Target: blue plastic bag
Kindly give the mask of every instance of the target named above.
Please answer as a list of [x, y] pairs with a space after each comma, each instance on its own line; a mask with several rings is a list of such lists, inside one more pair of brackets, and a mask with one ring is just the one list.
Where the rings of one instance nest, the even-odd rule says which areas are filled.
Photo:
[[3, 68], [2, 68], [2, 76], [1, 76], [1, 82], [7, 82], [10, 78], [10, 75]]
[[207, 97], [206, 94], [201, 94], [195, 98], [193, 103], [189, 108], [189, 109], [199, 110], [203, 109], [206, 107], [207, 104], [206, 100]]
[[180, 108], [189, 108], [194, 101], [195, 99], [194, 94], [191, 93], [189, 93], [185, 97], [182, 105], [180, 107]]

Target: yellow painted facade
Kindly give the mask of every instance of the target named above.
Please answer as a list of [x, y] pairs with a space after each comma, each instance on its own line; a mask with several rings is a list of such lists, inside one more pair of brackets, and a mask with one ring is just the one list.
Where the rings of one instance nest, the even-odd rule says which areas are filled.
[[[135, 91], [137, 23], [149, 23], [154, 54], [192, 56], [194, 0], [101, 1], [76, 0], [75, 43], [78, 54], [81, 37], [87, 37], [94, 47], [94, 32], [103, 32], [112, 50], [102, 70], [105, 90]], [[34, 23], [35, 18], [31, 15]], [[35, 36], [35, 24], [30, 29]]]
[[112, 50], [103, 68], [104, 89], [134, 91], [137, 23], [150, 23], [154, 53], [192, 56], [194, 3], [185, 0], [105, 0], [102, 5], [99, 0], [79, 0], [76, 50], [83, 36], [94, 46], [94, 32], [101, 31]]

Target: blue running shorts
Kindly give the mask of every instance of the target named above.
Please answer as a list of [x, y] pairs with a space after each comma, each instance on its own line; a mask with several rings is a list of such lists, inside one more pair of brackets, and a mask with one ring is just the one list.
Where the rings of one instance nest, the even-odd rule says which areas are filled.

--------------------------------

### [Given request]
Can you copy out the whole listing above line for line, leaving every character unchanged?

### [Exercise response]
Target: blue plastic bag
Kindly give the mask of every instance of the target named above.
Please answer as a list of [x, y] pairs with a space after each comma, each instance on its own line; a mask with several rings is a list of such lists, inside one more pair of brackets, and a mask with one ring is just the one list.
Where the rings of one instance nest, the even-odd rule says which areas are filled.
Photo:
[[3, 68], [2, 68], [2, 76], [1, 76], [1, 82], [7, 82], [10, 78], [10, 75]]
[[207, 97], [206, 94], [201, 94], [195, 98], [193, 103], [189, 108], [189, 109], [199, 110], [203, 109], [206, 107], [207, 104], [206, 100]]
[[180, 108], [189, 108], [194, 101], [195, 99], [194, 94], [191, 93], [189, 93], [185, 97], [182, 105], [180, 107]]

Target: yellow painted facade
Kindly give the mask of every instance of the target named above.
Please answer as a list of [x, y] pairs with a space after each comma, each instance on its own line; a mask with several rings is a list of such lists, inside one more pair of brackets, and a mask with one ring is just the one list.
Where the rings of one instance nest, the even-odd rule says which areas are filled.
[[[135, 91], [137, 23], [149, 23], [154, 54], [192, 56], [194, 0], [101, 1], [76, 0], [75, 43], [78, 54], [81, 37], [87, 37], [94, 47], [94, 32], [103, 32], [112, 50], [102, 70], [105, 90]], [[34, 23], [35, 18], [31, 15]], [[35, 36], [35, 24], [30, 29]]]
[[112, 50], [103, 68], [104, 89], [134, 91], [137, 23], [150, 23], [154, 53], [192, 56], [194, 3], [185, 0], [105, 0], [102, 5], [99, 0], [79, 0], [76, 50], [83, 36], [94, 46], [94, 32], [101, 31]]

Target: blue running shorts
Kindly give the mask of every instance of the target named above.
Please answer as a list of [x, y] pairs with a space after each comma, each instance on its own line; a mask with several rings is a list of such lists, inside one more pair of brackets, and a mask with one ring is just the one list.
Where the rings of one instance nest, the even-odd rule says which areas are filled.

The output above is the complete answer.